%%
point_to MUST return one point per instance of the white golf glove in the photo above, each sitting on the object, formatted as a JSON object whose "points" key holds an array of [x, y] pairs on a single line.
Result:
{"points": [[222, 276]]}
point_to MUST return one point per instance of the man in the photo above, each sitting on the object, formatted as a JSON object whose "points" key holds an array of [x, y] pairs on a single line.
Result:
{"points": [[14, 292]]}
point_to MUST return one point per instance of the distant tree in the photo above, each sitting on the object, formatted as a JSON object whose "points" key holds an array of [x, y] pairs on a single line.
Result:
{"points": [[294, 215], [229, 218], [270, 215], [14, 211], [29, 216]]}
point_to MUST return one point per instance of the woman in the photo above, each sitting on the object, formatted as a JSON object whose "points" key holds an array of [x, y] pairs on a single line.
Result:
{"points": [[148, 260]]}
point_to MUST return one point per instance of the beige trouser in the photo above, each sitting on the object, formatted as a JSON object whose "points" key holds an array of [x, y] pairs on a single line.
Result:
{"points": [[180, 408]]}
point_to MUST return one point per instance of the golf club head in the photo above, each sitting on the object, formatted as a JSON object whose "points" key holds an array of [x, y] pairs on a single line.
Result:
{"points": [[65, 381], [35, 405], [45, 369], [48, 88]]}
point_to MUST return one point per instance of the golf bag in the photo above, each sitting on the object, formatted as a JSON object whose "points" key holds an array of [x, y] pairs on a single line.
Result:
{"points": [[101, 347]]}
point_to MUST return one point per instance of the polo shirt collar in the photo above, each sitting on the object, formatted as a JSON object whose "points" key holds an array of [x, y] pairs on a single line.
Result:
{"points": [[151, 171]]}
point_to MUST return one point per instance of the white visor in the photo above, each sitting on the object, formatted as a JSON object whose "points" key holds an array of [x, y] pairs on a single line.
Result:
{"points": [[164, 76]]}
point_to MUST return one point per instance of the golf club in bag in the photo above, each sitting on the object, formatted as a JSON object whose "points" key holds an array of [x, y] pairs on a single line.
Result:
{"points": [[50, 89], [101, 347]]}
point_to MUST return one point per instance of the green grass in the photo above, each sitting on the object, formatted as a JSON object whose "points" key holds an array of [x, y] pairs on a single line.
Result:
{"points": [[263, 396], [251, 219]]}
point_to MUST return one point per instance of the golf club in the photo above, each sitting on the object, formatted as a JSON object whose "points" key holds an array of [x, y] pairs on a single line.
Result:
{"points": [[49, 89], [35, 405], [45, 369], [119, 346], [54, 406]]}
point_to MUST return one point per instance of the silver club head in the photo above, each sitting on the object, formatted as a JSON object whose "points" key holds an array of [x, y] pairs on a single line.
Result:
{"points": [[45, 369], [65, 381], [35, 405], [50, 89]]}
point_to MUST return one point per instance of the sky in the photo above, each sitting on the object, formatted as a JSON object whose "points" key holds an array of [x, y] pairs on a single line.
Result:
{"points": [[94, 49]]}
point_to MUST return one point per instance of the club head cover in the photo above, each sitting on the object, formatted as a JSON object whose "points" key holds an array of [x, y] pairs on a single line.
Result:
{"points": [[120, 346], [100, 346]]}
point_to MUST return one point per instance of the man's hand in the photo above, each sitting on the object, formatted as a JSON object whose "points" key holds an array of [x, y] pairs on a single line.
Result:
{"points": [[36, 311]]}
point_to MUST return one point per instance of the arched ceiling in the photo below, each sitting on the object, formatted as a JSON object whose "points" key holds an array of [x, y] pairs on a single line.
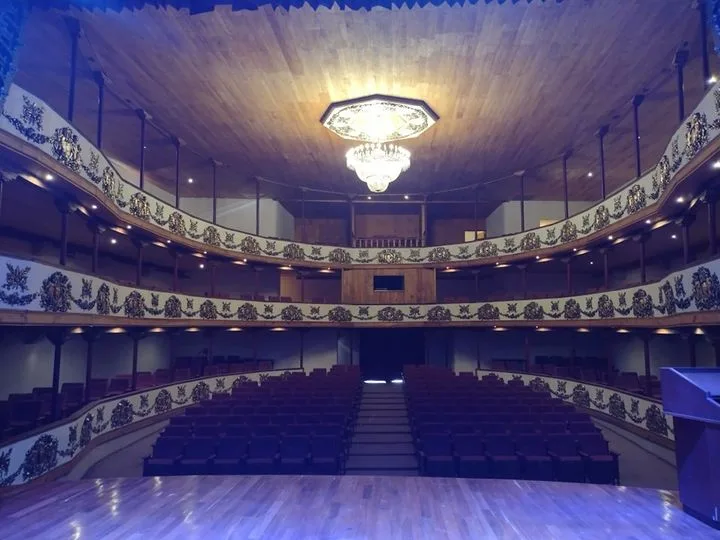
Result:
{"points": [[514, 85]]}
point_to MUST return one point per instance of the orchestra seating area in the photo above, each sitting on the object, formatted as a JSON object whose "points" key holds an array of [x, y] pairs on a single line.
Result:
{"points": [[296, 424], [24, 412], [466, 427]]}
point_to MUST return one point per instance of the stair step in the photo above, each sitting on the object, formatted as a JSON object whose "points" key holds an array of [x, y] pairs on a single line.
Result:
{"points": [[382, 438], [381, 462], [382, 448], [383, 472], [382, 428]]}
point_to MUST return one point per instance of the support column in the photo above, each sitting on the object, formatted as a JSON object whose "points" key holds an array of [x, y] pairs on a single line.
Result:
{"points": [[566, 157], [601, 133], [64, 208], [636, 102], [90, 335], [56, 336], [100, 81], [143, 124], [74, 28], [177, 144], [97, 230], [257, 207], [686, 222], [214, 173], [679, 62], [646, 355]]}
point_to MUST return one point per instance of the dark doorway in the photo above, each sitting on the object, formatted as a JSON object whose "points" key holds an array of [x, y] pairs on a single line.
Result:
{"points": [[383, 353]]}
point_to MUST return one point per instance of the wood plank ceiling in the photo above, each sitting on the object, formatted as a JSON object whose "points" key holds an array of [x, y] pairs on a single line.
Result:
{"points": [[514, 86]]}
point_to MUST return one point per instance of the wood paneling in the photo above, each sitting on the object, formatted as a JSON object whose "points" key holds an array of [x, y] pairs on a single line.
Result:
{"points": [[322, 231], [513, 85], [357, 286]]}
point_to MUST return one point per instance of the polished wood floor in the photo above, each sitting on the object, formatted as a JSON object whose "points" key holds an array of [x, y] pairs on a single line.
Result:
{"points": [[347, 507]]}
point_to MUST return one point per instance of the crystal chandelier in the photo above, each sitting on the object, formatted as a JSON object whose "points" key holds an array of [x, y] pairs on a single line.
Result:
{"points": [[378, 164]]}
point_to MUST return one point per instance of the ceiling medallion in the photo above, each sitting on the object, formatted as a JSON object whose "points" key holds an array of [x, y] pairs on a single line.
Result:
{"points": [[378, 121]]}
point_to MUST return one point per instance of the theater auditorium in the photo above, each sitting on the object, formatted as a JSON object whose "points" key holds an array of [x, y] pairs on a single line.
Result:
{"points": [[359, 269]]}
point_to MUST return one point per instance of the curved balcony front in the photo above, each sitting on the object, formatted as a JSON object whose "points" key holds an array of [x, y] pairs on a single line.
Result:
{"points": [[46, 142]]}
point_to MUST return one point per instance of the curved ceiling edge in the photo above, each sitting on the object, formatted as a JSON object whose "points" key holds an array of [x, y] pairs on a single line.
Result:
{"points": [[30, 119], [36, 288]]}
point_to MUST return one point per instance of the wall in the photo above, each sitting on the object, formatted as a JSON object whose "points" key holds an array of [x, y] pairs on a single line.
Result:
{"points": [[26, 358], [357, 286], [13, 14], [505, 219]]}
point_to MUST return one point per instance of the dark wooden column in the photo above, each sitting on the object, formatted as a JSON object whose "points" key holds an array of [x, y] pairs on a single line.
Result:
{"points": [[214, 165], [523, 279], [605, 252], [636, 102], [601, 133], [100, 81], [257, 207], [566, 198], [74, 28], [64, 208], [140, 247], [686, 222], [136, 334], [679, 62], [710, 197], [177, 143], [521, 176], [90, 336], [143, 126], [56, 336], [176, 269], [645, 336]]}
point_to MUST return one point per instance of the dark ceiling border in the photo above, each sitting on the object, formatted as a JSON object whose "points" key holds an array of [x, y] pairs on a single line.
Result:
{"points": [[203, 6]]}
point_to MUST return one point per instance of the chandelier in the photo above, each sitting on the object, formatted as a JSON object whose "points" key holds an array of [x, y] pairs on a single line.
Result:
{"points": [[377, 121], [378, 164]]}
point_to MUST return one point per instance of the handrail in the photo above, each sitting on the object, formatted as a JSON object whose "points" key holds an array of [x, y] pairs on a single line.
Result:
{"points": [[35, 288], [27, 459], [29, 118], [638, 411]]}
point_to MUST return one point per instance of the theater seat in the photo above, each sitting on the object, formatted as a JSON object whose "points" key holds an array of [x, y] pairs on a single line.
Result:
{"points": [[601, 465]]}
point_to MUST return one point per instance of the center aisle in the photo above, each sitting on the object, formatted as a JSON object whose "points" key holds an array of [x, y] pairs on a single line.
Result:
{"points": [[381, 443]]}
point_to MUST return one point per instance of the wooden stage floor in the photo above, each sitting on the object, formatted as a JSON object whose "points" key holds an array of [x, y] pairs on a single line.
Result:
{"points": [[344, 507]]}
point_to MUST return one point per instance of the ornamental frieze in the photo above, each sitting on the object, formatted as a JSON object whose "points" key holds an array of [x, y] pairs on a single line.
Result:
{"points": [[31, 120]]}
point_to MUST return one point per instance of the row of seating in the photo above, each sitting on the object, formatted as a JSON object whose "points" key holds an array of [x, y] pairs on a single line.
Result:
{"points": [[298, 424], [469, 427]]}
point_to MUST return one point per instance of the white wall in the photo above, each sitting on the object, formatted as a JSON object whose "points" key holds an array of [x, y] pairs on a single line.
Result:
{"points": [[506, 217], [24, 366]]}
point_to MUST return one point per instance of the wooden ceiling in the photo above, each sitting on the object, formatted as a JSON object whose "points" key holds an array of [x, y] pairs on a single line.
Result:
{"points": [[514, 86]]}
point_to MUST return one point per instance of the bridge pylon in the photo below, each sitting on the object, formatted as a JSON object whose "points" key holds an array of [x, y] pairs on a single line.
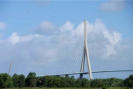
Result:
{"points": [[85, 55]]}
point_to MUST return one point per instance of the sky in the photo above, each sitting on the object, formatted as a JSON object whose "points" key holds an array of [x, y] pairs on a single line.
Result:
{"points": [[46, 36]]}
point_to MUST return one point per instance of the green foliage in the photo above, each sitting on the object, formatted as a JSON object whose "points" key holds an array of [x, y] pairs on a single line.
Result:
{"points": [[5, 80], [129, 81], [31, 80], [18, 80]]}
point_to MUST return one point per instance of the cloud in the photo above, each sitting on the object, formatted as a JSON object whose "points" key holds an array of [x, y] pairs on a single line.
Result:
{"points": [[46, 28], [52, 51], [113, 5], [2, 25]]}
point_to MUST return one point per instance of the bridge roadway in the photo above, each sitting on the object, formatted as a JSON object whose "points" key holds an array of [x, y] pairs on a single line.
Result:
{"points": [[82, 73]]}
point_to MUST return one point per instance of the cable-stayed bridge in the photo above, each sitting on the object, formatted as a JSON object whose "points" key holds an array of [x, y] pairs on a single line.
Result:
{"points": [[85, 57]]}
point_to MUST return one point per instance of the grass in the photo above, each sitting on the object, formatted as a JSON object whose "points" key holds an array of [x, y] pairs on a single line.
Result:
{"points": [[74, 88]]}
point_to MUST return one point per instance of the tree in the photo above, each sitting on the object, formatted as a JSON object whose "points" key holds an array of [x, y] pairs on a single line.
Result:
{"points": [[18, 80], [129, 81], [5, 80], [31, 80]]}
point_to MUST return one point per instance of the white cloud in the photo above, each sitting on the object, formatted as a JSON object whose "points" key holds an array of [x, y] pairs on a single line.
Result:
{"points": [[51, 53], [46, 28], [113, 5], [2, 25]]}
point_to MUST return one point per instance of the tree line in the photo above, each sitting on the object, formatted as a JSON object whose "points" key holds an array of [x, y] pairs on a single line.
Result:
{"points": [[31, 80]]}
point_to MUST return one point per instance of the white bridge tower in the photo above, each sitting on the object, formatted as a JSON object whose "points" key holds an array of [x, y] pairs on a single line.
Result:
{"points": [[85, 55]]}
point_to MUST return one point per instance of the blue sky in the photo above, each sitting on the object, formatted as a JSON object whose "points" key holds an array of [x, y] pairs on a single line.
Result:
{"points": [[45, 36]]}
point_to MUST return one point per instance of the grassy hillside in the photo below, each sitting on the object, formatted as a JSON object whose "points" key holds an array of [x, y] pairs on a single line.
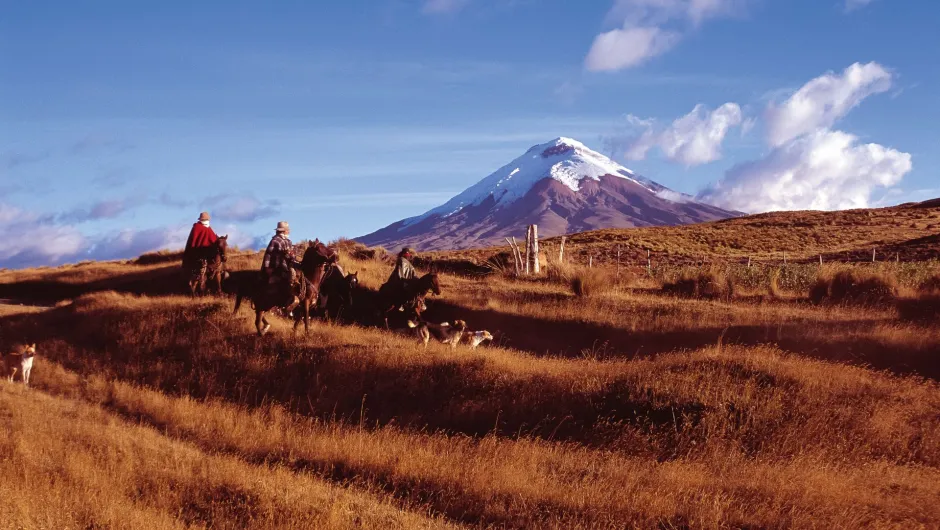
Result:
{"points": [[720, 436], [627, 405]]}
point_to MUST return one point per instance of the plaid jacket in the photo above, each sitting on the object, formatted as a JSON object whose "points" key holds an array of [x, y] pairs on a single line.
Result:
{"points": [[279, 255]]}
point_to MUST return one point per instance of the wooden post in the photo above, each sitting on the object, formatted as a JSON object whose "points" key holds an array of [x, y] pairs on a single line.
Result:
{"points": [[533, 250], [528, 246], [514, 248], [618, 261], [535, 243]]}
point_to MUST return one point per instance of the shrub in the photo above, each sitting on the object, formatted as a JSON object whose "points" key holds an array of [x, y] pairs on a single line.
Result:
{"points": [[931, 285], [923, 308], [854, 286], [160, 256], [773, 287], [709, 284], [360, 252]]}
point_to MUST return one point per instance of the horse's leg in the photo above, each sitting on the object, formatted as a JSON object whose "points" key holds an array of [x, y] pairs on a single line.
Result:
{"points": [[306, 316], [261, 323], [238, 301]]}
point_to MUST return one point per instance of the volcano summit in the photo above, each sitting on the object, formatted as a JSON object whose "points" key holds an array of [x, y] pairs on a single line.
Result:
{"points": [[562, 186]]}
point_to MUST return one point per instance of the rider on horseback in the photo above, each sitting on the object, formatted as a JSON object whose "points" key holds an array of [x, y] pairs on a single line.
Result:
{"points": [[200, 238], [404, 272], [277, 268]]}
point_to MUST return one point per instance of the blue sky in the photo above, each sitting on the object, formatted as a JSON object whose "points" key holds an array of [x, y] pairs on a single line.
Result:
{"points": [[120, 121]]}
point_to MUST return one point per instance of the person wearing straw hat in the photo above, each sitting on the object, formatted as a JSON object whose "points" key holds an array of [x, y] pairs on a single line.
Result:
{"points": [[201, 236], [278, 265], [403, 274]]}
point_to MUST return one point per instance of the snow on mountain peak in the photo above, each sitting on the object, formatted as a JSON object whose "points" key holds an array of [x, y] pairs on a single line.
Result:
{"points": [[565, 160]]}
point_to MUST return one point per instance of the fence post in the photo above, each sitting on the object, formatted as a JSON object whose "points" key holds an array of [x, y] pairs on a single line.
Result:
{"points": [[514, 249], [528, 247], [618, 261]]}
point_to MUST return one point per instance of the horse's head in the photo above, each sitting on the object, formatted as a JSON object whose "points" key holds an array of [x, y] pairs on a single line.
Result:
{"points": [[221, 244], [432, 283]]}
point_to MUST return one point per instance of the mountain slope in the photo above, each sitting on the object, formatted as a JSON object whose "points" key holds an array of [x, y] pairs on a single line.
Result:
{"points": [[562, 186]]}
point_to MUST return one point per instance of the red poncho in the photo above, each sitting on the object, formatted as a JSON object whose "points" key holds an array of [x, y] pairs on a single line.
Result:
{"points": [[200, 236]]}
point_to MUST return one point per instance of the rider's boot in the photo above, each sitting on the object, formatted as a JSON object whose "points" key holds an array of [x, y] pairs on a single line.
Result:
{"points": [[292, 306]]}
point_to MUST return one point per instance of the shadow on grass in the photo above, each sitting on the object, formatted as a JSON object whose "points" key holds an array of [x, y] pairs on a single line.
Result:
{"points": [[579, 339]]}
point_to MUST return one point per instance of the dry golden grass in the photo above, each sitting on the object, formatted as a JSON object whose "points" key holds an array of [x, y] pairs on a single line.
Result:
{"points": [[69, 464], [625, 408], [853, 286], [720, 437]]}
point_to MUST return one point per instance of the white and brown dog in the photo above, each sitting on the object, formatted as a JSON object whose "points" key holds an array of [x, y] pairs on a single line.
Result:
{"points": [[20, 361], [444, 332]]}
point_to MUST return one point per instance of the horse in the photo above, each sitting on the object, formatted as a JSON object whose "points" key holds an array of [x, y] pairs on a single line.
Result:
{"points": [[336, 292], [213, 271], [409, 297], [318, 258]]}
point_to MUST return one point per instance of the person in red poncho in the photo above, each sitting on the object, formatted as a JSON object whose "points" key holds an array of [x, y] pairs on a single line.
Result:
{"points": [[200, 237]]}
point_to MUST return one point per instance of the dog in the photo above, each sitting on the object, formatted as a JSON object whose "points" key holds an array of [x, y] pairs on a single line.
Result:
{"points": [[475, 338], [444, 332], [20, 361]]}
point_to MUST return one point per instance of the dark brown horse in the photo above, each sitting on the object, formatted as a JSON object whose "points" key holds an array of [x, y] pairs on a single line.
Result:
{"points": [[337, 292], [313, 269], [409, 297], [207, 266], [318, 260]]}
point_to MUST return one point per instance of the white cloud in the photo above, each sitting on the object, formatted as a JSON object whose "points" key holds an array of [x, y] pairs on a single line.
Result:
{"points": [[823, 101], [852, 5], [438, 7], [692, 140], [243, 207], [650, 28], [626, 47], [29, 241], [824, 170]]}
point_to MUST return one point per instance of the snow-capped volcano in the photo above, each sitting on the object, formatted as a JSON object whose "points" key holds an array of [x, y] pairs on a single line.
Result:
{"points": [[562, 186]]}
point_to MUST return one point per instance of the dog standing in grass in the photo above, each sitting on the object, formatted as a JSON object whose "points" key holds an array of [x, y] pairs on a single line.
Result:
{"points": [[443, 332], [20, 361], [475, 338]]}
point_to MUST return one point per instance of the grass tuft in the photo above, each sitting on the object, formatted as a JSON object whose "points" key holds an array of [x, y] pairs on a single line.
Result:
{"points": [[854, 286]]}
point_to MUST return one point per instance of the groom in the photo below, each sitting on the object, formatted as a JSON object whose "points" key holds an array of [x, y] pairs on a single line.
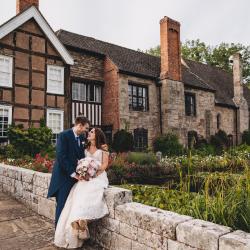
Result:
{"points": [[69, 149]]}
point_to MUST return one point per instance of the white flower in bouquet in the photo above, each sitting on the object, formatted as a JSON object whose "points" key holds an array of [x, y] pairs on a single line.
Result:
{"points": [[87, 167]]}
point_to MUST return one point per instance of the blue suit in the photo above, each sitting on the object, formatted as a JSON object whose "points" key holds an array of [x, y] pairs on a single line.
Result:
{"points": [[68, 152]]}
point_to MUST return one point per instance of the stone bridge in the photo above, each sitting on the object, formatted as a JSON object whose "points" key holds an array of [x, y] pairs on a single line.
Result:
{"points": [[28, 223]]}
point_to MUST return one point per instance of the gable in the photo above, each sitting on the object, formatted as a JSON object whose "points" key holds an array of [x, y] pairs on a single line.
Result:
{"points": [[33, 13]]}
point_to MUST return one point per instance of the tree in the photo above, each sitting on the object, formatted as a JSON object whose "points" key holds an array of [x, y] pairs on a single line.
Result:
{"points": [[213, 55]]}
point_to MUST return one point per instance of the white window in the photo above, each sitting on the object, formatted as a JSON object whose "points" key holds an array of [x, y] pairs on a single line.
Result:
{"points": [[79, 91], [6, 63], [55, 122], [94, 93], [55, 80], [5, 120]]}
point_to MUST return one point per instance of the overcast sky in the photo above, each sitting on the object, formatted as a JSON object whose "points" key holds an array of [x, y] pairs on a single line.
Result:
{"points": [[135, 23]]}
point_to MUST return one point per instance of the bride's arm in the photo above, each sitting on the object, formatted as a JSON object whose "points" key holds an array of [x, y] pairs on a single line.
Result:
{"points": [[105, 161]]}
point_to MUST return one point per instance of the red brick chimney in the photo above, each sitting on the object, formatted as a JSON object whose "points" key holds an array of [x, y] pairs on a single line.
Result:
{"points": [[22, 5], [170, 49]]}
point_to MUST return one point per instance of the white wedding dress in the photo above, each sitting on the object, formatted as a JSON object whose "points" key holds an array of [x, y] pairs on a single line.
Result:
{"points": [[85, 201]]}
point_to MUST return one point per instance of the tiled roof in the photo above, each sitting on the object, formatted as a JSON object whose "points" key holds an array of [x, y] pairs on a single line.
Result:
{"points": [[194, 74]]}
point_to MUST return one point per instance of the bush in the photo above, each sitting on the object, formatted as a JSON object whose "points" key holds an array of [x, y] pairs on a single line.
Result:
{"points": [[30, 141], [142, 158], [246, 137], [168, 144], [204, 150], [123, 141]]}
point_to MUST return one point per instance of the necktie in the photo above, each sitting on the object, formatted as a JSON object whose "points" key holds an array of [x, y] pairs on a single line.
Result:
{"points": [[78, 140]]}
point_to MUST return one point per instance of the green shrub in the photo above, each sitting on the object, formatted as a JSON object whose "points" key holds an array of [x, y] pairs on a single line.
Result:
{"points": [[142, 158], [204, 150], [30, 141], [246, 137], [168, 144], [123, 141]]}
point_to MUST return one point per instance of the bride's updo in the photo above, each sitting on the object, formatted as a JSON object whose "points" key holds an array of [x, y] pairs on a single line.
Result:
{"points": [[100, 140]]}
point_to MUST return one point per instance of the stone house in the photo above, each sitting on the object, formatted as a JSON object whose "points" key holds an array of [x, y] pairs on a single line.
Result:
{"points": [[59, 75]]}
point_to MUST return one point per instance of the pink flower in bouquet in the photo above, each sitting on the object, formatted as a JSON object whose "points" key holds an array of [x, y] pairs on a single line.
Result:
{"points": [[87, 167]]}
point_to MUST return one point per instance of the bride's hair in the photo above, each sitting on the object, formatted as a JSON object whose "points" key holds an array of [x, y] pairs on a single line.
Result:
{"points": [[100, 140]]}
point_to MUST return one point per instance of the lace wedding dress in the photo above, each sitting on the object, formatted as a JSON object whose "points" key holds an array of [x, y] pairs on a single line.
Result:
{"points": [[85, 201]]}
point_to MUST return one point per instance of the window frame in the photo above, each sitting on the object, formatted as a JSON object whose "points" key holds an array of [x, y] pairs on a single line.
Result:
{"points": [[79, 83], [142, 132], [218, 121], [49, 89], [193, 95], [10, 84], [9, 115], [88, 84], [145, 99]]}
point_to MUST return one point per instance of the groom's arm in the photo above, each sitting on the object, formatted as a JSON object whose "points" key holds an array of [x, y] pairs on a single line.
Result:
{"points": [[61, 154]]}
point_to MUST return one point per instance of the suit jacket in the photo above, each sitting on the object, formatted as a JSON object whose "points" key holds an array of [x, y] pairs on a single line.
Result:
{"points": [[67, 154]]}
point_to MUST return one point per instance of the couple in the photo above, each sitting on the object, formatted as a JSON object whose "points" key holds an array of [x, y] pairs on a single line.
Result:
{"points": [[78, 200]]}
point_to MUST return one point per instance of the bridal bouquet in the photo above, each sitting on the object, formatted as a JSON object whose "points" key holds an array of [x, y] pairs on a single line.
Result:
{"points": [[87, 167]]}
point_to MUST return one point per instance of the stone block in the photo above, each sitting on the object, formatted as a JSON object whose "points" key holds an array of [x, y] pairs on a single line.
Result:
{"points": [[237, 240], [200, 234]]}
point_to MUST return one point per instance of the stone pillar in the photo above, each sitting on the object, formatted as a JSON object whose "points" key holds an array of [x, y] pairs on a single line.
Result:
{"points": [[239, 100]]}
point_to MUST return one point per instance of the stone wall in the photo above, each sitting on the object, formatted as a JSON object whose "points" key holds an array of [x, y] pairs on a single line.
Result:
{"points": [[130, 225], [150, 119], [205, 120]]}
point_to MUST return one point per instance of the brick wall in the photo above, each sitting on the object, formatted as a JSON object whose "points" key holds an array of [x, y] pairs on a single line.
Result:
{"points": [[129, 225], [150, 119], [111, 95], [87, 66]]}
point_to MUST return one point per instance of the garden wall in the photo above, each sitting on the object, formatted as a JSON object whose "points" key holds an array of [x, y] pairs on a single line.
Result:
{"points": [[130, 225]]}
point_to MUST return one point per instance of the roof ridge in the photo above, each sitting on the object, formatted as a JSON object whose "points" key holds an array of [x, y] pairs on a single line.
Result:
{"points": [[62, 30], [209, 65]]}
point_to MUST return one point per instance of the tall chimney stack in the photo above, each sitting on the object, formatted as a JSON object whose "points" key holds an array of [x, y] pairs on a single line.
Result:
{"points": [[22, 5], [170, 49], [237, 77]]}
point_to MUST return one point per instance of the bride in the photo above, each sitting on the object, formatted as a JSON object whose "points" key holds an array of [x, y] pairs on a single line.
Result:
{"points": [[85, 201]]}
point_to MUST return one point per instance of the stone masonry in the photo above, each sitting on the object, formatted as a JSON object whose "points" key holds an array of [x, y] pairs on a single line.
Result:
{"points": [[129, 225]]}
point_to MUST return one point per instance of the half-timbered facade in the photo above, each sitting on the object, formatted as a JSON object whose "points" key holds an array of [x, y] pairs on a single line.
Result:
{"points": [[34, 73], [58, 76]]}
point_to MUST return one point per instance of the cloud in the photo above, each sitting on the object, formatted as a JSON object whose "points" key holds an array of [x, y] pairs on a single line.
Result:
{"points": [[135, 23]]}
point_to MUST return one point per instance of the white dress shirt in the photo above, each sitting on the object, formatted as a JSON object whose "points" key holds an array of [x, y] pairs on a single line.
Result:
{"points": [[74, 174]]}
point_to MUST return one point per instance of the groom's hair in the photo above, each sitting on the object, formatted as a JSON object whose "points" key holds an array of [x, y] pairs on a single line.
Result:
{"points": [[82, 119]]}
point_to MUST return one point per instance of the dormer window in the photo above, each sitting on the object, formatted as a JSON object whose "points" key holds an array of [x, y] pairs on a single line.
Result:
{"points": [[55, 80]]}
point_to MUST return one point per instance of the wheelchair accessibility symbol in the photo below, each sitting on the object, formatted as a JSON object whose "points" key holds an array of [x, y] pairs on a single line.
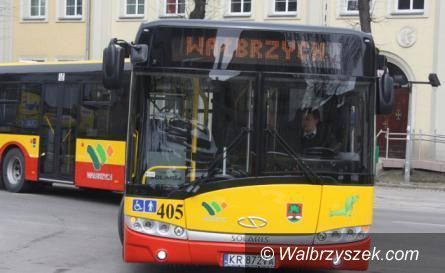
%%
What is required. Return every line of the data above that contains the string "bouquet", copying each line in full.

Exercise answer.
point_to MUST return one point per instance of the white flower in bouquet in the photo above, each sitting on the object, formatted as a JSON object whose "points" key holds an array of [x, y] pairs on a single line.
point_to MUST return one point per instance of the pink flower in bouquet in the photo above, each sitting on the object, formatted as a JSON object whose "points" key holds an array of [x, y] pairs on a single line.
point_to MUST return one point per instance of the bridal bouquet in the photo above, each sitting on the object, formatted as a JSON object whose "points" key holds an array of [x, y] pairs on a single line.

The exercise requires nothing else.